— Yang Perlu Dikerjakan —
(A) Menurut teks tentang solidaritas di masa pandemi corona, siapa saja yang tidak sulit bekerja dari rumah?
(B) Teruskan teks tentang solidaritas di masa pandemi corona, dimulai sesudah kalimat terakhirnya.

— Teks untuk Dianalisis —

Oleh: Zulkifli Tri Darmawan (Departemen Infokom PP Lidmi)
Dari Abu Hurairah Radhiyallahu anhu , Nabi Shallallahu ‘alaihi wa sallam bersabda,
“Barangsiapa yang melapangkan satu kesusahan dunia dari seorang Mukmin, maka Allâh
melapangkan darinya satu kesusahan di hari Kiamat..“( HR Muslim no. 2699)
Berawal dari yang kecil, membuahkan sebuah pergerakan besar. Berawal dari sebuah virus, mengundang empati bagi mereka yang nasibnya tidak terurus. Inilah makna solidaritas yang dipupuk oleh semangat wathaniyah dan ukhuwah di tengah merebaknya pandemi corona di negeri Indonesia. Akibatnya, berbagai kebijakan untuk tinggal di rumah demi memutus rantai penyebaran virus terus digaungkan.
Kerja dari rumah mungkin tak sulit bagi sebagian aparatur sipil negara, pekerja BUMN, maupun karyawan swasta. Mereka bisa bekerja jarak jauh dengan dukungan berbagai gadget. Tak ada masalah berarti.

— Data yang Dikaji —
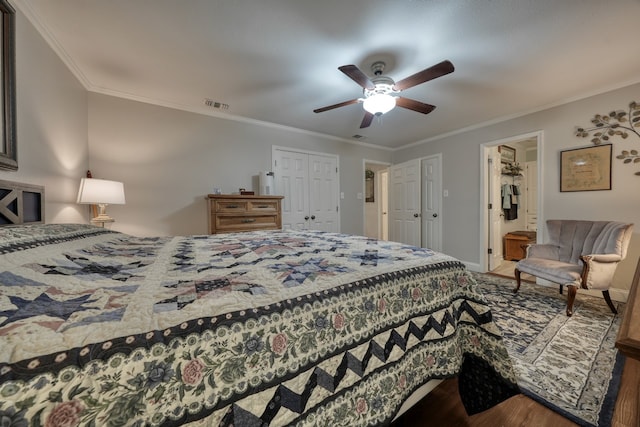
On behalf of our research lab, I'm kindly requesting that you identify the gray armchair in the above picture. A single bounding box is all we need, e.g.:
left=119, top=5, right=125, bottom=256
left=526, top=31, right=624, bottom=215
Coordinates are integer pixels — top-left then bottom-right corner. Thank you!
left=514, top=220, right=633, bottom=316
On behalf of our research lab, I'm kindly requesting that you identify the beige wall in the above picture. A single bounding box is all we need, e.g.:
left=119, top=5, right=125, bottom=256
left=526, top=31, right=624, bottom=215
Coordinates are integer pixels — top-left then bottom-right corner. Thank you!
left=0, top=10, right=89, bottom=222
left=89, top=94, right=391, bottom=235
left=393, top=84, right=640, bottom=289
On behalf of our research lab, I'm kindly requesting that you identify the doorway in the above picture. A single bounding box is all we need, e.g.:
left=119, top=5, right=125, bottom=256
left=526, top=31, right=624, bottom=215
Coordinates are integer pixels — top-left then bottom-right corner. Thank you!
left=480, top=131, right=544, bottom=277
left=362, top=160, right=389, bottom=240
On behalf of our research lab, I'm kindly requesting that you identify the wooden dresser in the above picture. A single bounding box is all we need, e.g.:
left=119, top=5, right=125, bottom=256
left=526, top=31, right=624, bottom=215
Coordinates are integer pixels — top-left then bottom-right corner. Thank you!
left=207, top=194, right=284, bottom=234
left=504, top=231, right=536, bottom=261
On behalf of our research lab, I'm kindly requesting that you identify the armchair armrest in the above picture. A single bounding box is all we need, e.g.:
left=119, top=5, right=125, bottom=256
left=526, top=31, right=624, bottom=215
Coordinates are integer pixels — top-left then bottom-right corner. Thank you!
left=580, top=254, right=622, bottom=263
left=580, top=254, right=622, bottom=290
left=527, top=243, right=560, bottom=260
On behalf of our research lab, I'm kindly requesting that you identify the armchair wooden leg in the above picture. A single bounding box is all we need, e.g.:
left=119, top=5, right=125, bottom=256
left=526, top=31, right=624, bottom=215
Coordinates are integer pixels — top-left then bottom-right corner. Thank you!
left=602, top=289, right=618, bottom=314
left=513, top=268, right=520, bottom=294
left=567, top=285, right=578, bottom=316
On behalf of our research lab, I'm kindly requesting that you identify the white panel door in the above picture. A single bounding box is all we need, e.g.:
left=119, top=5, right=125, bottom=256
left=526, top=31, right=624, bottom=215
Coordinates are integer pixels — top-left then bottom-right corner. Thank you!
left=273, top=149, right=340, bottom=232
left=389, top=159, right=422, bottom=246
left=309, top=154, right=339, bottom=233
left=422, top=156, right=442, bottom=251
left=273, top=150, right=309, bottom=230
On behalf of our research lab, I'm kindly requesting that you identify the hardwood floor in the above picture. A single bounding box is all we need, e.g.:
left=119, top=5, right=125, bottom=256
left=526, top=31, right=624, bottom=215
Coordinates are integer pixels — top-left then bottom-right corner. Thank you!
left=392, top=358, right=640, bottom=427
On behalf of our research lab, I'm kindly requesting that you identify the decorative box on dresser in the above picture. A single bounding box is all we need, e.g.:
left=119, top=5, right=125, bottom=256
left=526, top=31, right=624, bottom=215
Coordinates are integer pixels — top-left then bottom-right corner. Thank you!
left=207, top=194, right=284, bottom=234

--

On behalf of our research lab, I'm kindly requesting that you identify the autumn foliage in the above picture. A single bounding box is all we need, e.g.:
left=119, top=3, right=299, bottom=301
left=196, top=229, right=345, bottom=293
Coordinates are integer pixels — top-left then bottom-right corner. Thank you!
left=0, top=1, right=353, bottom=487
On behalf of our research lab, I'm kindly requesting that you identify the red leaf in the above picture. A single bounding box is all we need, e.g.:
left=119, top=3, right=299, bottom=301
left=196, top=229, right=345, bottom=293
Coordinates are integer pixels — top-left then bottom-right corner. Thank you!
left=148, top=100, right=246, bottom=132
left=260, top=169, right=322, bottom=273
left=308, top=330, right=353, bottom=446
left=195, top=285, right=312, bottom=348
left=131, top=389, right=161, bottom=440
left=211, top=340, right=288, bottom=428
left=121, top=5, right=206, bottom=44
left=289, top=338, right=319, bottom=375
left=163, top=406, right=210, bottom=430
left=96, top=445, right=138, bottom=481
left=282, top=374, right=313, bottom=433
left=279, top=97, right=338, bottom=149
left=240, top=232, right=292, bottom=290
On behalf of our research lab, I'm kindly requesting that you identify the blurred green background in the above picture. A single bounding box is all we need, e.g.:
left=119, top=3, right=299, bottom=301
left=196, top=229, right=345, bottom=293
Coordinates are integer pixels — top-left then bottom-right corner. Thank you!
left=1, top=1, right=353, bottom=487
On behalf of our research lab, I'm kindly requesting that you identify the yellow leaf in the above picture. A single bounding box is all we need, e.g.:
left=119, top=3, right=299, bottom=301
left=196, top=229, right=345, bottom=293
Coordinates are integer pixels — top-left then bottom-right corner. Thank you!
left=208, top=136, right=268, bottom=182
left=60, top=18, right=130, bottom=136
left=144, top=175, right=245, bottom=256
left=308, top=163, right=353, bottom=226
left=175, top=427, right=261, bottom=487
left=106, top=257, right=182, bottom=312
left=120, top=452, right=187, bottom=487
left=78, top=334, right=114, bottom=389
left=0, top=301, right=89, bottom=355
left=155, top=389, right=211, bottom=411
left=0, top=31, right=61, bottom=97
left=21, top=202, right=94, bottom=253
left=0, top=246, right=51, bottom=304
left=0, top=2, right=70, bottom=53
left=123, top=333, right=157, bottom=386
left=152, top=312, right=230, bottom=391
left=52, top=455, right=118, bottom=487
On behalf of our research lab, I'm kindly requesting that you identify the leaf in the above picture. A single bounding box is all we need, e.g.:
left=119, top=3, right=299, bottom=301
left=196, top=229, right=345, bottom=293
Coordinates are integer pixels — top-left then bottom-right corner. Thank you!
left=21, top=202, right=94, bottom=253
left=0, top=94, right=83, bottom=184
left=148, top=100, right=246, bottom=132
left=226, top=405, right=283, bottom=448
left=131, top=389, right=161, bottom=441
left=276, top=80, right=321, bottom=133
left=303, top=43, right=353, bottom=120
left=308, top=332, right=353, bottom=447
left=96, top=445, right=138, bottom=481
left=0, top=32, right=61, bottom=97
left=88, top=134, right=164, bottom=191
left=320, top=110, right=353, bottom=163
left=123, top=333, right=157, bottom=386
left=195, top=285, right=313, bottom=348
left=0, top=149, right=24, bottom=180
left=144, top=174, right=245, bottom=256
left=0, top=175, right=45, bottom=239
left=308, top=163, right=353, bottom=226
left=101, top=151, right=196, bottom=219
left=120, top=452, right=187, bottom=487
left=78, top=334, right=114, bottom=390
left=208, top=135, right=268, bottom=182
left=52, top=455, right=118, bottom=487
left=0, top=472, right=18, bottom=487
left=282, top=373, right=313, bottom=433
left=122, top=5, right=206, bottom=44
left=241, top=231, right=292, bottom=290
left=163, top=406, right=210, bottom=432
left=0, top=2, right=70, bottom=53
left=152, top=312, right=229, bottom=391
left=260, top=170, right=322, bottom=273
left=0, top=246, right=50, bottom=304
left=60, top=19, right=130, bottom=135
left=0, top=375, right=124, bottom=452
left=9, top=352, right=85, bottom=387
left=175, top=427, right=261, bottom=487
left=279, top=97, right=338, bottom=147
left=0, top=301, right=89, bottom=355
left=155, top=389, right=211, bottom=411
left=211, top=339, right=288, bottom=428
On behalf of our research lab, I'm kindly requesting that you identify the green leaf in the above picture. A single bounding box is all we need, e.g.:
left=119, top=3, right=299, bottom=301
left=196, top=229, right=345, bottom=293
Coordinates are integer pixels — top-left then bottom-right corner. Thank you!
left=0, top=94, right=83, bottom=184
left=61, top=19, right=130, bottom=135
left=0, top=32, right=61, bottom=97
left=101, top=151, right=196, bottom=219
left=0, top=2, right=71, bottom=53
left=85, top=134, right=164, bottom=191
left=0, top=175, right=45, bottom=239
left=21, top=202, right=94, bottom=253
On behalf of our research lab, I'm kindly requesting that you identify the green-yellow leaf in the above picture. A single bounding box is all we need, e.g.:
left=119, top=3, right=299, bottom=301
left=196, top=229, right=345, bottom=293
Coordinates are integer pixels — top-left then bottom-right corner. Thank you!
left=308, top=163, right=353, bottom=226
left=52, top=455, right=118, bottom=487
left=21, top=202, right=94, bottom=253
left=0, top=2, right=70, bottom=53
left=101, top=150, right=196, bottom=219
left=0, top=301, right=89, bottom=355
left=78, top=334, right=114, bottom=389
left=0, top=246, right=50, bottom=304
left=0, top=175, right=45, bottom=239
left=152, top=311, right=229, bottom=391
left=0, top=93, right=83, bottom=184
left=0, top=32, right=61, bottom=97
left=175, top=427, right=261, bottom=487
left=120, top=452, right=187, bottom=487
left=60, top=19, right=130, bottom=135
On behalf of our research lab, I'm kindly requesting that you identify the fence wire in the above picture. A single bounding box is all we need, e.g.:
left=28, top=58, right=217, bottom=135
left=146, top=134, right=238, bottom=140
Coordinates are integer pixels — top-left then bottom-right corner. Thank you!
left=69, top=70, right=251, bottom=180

--

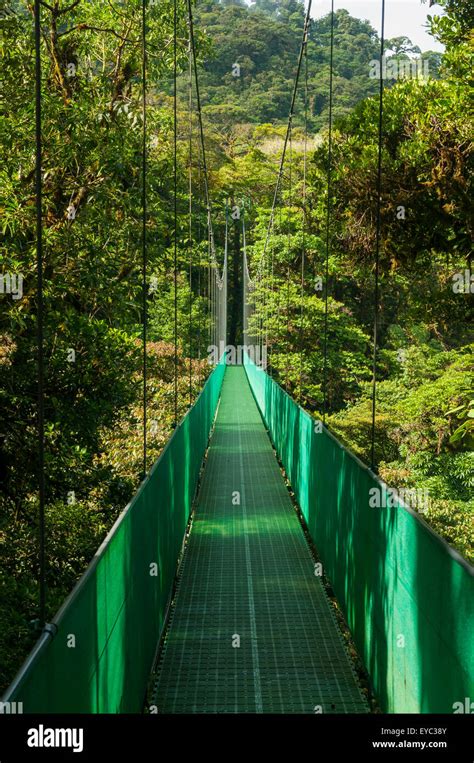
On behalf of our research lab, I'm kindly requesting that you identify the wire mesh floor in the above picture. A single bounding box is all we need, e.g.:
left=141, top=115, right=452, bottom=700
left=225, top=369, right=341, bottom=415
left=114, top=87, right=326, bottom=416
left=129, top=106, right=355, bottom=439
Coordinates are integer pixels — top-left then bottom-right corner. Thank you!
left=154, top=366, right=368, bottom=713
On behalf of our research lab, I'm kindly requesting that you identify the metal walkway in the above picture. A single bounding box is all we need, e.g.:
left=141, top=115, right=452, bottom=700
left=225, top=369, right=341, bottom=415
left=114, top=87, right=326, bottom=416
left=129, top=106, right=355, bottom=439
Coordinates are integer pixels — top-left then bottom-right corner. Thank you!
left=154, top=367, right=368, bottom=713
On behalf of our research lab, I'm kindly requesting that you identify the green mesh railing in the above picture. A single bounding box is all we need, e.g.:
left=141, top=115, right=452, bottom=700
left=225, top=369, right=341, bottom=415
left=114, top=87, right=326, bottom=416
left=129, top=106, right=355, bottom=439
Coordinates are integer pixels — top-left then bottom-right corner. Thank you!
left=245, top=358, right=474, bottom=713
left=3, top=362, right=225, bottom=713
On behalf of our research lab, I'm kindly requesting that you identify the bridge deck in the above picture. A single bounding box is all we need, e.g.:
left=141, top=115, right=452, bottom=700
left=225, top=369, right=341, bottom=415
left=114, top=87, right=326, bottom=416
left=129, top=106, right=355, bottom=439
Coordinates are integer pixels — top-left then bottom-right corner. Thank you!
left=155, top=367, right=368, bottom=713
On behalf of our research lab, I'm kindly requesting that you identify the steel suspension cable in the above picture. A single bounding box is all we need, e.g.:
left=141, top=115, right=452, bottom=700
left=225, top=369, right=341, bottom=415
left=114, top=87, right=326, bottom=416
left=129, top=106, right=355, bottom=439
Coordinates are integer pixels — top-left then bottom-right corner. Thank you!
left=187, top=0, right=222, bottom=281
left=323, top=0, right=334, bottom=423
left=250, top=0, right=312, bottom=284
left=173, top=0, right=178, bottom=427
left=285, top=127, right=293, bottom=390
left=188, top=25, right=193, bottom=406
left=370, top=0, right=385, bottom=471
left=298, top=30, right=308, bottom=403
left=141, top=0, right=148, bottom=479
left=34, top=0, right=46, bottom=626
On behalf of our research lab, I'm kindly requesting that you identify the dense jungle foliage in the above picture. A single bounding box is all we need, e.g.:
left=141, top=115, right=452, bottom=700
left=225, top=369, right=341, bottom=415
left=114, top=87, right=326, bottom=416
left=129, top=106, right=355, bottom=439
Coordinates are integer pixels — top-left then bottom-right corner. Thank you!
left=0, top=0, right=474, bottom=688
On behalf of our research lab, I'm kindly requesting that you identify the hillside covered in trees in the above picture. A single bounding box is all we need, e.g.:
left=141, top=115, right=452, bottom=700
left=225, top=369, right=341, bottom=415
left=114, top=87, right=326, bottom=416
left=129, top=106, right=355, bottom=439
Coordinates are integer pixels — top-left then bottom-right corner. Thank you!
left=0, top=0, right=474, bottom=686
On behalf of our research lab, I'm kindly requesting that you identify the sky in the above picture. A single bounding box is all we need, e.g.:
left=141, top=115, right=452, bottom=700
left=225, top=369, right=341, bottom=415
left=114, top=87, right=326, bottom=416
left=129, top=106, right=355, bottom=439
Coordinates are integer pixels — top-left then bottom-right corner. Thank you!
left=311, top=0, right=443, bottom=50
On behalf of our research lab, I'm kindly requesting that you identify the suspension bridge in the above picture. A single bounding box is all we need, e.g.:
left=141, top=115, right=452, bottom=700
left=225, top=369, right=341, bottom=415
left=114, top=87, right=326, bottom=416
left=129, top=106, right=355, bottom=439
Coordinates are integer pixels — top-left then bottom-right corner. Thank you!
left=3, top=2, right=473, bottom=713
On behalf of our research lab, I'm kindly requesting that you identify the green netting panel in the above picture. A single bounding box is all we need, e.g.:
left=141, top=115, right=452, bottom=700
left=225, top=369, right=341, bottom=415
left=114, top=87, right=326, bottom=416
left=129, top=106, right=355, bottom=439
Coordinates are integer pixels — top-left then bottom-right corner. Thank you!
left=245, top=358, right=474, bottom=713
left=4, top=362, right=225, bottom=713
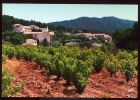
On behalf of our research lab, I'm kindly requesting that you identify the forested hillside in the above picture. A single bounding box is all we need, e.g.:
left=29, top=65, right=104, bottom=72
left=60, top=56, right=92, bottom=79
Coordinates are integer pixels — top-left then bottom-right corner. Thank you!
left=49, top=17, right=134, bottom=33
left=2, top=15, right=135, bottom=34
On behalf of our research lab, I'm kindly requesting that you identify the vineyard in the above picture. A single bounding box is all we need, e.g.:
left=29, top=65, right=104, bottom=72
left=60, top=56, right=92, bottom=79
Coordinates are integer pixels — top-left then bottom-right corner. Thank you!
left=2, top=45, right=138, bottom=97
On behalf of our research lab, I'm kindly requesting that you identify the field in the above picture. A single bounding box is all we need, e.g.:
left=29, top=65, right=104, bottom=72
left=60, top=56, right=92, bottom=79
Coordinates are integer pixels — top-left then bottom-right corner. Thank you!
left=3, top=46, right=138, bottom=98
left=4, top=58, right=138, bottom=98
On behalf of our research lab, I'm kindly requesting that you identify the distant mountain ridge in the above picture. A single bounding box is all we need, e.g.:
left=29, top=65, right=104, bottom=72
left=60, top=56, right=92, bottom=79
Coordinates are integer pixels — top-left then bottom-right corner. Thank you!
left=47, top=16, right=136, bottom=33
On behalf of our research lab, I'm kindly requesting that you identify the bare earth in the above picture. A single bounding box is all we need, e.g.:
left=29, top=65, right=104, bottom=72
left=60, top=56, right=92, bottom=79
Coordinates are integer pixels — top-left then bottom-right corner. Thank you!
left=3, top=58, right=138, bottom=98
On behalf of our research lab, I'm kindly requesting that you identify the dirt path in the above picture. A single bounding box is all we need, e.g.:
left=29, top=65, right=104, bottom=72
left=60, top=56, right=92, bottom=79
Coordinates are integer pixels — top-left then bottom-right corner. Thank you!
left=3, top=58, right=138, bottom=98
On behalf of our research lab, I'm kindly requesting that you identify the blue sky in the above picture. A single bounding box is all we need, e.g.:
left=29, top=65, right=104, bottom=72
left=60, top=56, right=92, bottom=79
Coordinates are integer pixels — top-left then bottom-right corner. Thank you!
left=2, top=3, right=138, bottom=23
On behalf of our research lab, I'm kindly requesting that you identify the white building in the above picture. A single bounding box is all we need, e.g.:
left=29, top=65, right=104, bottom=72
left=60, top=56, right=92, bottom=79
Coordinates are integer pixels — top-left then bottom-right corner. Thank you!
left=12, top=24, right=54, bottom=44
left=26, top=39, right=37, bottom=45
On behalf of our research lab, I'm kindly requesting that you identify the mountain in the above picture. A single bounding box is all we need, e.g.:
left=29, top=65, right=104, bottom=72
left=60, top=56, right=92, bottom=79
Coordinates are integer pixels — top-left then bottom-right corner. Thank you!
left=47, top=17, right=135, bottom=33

— Jawaban Tiap Butir —
(A) Sebagian aparatur sipil negara, pekerja BUMN, dan karyawan swasta.

(B)
Sayangnya, pekerja informal tak semudah itu bekerja dari rumah. Pedagang kaki lima, ojek, tukang becak, buruh harian, portir stasiun, dan puluhan jenis pekerjaan lain mengharuskan kehadiran fisik pekerjanya di lapangan—tak bisa remote. Tanpa itu, upah harian tak didapat, dan ada mulut-mulut yang terancam tak mendapat makan.
Para pekerja informal itu jelas menghadapi banyak risiko dengan mencari nafkah di jalanan di tengah pandemi. Mereka berpotensi terpapar virus corona. Namun, mereka tak punya banyak pilihan—mati karena virus atau mati kelaparan?
Padahal, mayoritas mereka tak punya dana darurat. Sementara jaminan sosial dan kesehatan bisa dibilang minim. Pun, posisi mereka kini makin sulit dengan maraknya lockdown lokal. Disatu sisi, yang patut kita syukuri, dengan adanya wabah corona semakin mengeratkan solidaritas diantara kita. Tak ada sekat untuk saling membantu, dan itu nyata di depan mata kita.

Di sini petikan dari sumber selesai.